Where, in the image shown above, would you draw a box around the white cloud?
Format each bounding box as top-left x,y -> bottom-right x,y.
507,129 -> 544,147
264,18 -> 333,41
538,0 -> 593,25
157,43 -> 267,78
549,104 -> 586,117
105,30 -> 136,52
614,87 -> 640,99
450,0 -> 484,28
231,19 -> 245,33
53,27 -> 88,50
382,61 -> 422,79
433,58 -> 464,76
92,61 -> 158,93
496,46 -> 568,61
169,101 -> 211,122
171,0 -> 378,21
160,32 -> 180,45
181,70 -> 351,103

= EXERCISE OBJECTIVE =
Set out all of the rows above as a numbered list, skipping any blank lines.

= SOLUTION FOR THIS EXERCISE =
1. Where, in the image shown above, would you draw a box around the white cloud?
2. Format each bounding box as top-left x,y -> bottom-right x,y.
3. 507,129 -> 544,147
4. 264,18 -> 333,41
5. 538,0 -> 593,25
6. 157,43 -> 267,78
7. 549,104 -> 586,117
8. 105,30 -> 136,52
9. 614,87 -> 640,99
10. 450,0 -> 484,28
11. 231,19 -> 245,33
12. 53,27 -> 88,50
13. 382,61 -> 422,79
14. 433,58 -> 464,76
15. 92,61 -> 158,93
16. 496,46 -> 568,61
17. 169,101 -> 211,122
18. 171,0 -> 378,21
19. 160,32 -> 180,45
20. 181,70 -> 351,103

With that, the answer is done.